→ **EXERCISES TO COMPLETE**:
1. Retype the part of the French horn article that begins with "Nearly every day, the" and ends after "a year ago.".
2. Write the next portion of the article about the retired French horn player, picking up after its final sentence.

→ **SELECTED TEXT**:
----
CATONSVILLE, MD (September 8, 2015) -- For decades John Saint-Amour played the French horn among a "Who's Who" list of legendary singers, musicians, and entertainers. Today he shares his talent with his friends and neighbors at Charlestown retirement community.

Nearly every day, the sound of the French horn fills John's apartment home where he practices for upcoming performances. A vibrant musical atmosphere was one of the things that attracted John to the community a little over a year ago.

"I love to perform, and the French horn is a rare enough instrument that you can't really perform alone," says John. "It's like eating a lot of sour cream; you get your fill pretty fast. One of the things I liked about Charlestown was all of the musical opportunities."

Not long after moving to Charlestown, John joined a group called the Charlestown Brass Plus One, an ensemble of two trumpets, a baritone, tuba, accordion, and John on the French horn.

He also teamed up with pianist Julia Hershfield and violinist Helen Roeder, both Charlestown residents, to form a trio. The three recently performed Beethoven's "Archduke Trio" for Charlestown's staff appreciation week.

A Cleveland, Ohio, native, John picked up the French horn for the first time at age 15.

"All of my classmates were choosing the trumpet or clarinet," says John. "The French horn wasn't my first pick, but the band leader told us if you pick the tuba, euphonium, or the French horn you wouldn't have to buy your own instrument. My family didn't have a lot of money, so I chose the French horn. I guess that's kind of a dumb reason, but I ended up loving it, and I've built my life around it."

John worked hard at learning the French horn and had become quite adept by his second year of high school. After graduation, he went to work at Reliance Electric Company winding armatures for battleship power conversion during World War II. He continued to play the French horn in his free time.
----
[Collection entries]
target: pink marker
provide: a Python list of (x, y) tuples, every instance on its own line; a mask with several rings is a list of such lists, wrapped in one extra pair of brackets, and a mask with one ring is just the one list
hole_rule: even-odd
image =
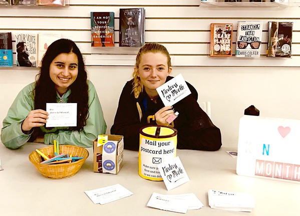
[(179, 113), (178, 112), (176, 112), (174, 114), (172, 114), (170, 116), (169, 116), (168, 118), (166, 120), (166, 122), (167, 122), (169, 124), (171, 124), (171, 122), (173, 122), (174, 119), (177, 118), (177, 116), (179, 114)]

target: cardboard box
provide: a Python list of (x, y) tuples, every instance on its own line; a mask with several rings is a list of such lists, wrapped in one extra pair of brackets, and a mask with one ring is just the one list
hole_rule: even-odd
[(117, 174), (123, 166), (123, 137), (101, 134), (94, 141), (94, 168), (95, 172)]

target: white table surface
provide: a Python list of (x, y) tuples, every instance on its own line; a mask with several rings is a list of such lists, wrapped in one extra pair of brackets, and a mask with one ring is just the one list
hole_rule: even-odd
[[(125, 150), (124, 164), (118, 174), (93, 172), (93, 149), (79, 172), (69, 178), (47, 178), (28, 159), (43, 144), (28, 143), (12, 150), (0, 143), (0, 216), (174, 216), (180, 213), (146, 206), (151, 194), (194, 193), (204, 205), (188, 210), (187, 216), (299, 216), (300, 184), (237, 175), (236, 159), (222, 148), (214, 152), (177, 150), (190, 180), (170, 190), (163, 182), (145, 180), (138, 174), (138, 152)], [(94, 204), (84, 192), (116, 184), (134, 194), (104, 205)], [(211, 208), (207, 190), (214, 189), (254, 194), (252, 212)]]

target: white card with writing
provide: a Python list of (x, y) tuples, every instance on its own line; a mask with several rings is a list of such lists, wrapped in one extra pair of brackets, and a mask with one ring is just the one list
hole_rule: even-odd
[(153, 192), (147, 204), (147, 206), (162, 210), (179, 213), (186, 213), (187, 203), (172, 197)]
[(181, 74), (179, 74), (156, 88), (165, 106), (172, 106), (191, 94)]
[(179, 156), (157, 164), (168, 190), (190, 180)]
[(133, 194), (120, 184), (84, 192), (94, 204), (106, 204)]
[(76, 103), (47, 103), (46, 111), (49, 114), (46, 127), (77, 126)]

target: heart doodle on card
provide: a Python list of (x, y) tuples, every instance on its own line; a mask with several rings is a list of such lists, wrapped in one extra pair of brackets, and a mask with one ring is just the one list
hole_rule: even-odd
----
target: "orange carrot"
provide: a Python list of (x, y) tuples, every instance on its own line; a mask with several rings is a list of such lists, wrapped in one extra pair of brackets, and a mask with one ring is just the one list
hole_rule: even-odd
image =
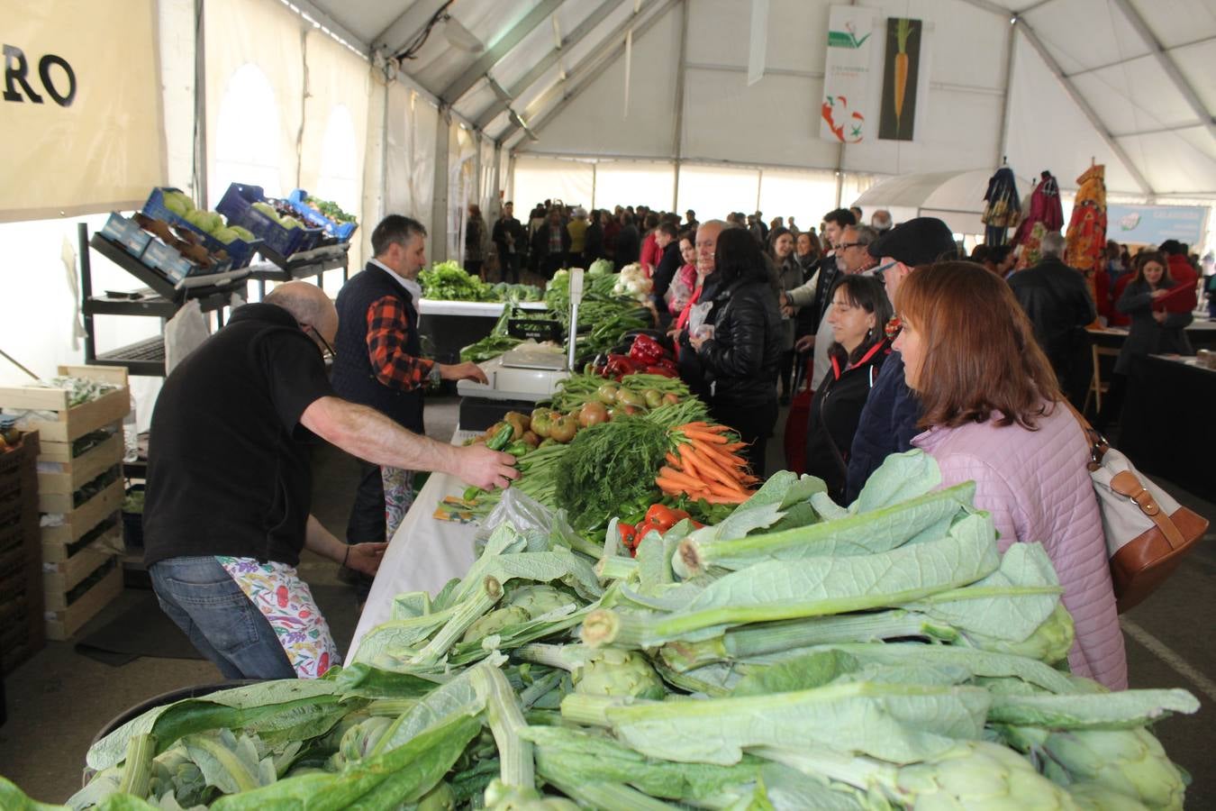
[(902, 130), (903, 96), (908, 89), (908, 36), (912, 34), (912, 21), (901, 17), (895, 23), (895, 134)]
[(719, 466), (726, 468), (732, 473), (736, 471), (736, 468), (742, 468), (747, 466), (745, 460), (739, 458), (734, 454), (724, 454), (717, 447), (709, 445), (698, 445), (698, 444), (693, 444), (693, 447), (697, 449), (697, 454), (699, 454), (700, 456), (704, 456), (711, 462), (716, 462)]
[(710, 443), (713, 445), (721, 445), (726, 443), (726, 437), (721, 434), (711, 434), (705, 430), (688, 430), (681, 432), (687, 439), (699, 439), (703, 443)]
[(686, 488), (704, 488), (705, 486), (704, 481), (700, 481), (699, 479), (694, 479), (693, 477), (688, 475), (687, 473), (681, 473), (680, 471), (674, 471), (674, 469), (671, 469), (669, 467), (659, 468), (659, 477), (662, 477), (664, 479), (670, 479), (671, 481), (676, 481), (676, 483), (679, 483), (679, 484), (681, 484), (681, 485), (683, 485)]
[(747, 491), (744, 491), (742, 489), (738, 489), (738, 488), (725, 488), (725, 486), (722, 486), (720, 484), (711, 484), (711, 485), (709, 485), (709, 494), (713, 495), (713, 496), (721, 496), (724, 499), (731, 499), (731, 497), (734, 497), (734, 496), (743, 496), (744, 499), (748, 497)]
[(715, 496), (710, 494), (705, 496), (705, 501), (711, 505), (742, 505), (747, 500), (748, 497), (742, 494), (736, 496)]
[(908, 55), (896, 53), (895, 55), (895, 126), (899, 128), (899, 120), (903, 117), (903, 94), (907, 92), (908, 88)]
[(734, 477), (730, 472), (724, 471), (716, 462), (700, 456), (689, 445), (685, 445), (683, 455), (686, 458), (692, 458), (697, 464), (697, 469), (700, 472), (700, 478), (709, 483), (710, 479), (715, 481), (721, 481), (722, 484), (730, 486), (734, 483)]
----
→ **ANSWERS FOR THE EXERCISE**:
1.
Nearly every day, the sound of the French horn fills John's apartment home where he practices for upcoming performances. A vibrant musical atmosphere was one of the things that attracted John to the community a little over a year ago.

2.
"My mother's boyfriend reluctantly bought me my first used horn for about $125. Good horns now start at about $12,000," says John.

John passed up his first big break in the music industry while working the nightshift at Reliance.

"I was dating a woman who went to see Frank Sinatra in concert," says John. "During the show they announced they were looking for a French horn player to travel with the band. I thought about auditioning but instead did the macho thing and said, 'I'll find my own job,'" says John.

But his luck didn't run out there. A musician friend with ties to up-and-coming Cleveland bandleader Ray Anthony got word that Ray's band was looking for a French horn player. It paid $100 a week.

"At the time I was only making $35 a week, so I jumped at the chance," says John.

John traveled the nation with the Ray Anthony Band playing the country's hottest venues at the time, including New York's Paramount Theater on Broadway, the Meadowbrook Club in Cedar Grove, N.J., and the Palladium in Hollywood, Calif.

"It was exciting! We traveled by bus across the country doing one-nighters," says John.

John later joined what is now the Massachusetts Symphony Orchestra where he backed up Andrea Bocelli and Luciano Pavarotti. Throughout his career, he accompanied Broadway stars such as Linda Eder of the Tony Award-winning musical Jekyll and Hyde, as well as the Smothers Brothers and Engelbert Humperdinck.

John recently got his second chance to accompany Sinatra while promoting "FrankFest: A Celebration of All Things Sinatra" in honor of Sinatra's 100th birthday this November at Charlestown. John produced a CD with Sinatra's voice accompanied by a jazz chorus and John on the French horn. It played during a commercial on the Charlestown's TV channel that promoted the event. In preparation, he spent weeks studying and practicing Sinatra's phrasing.

"There are nuances and subtleties in his songs that musicians always try to copy," says John. "Sinatra was a complex person who had his share of heartbreak. His ballads are lonely and sad, and he sings them from a place deep within his soul. They are exquisite."

In nearly eight decades, John's love for the French horn hasn't waned.

"I love performing anything that involves playing for the public. I'm the biggest show-off in the world," says John.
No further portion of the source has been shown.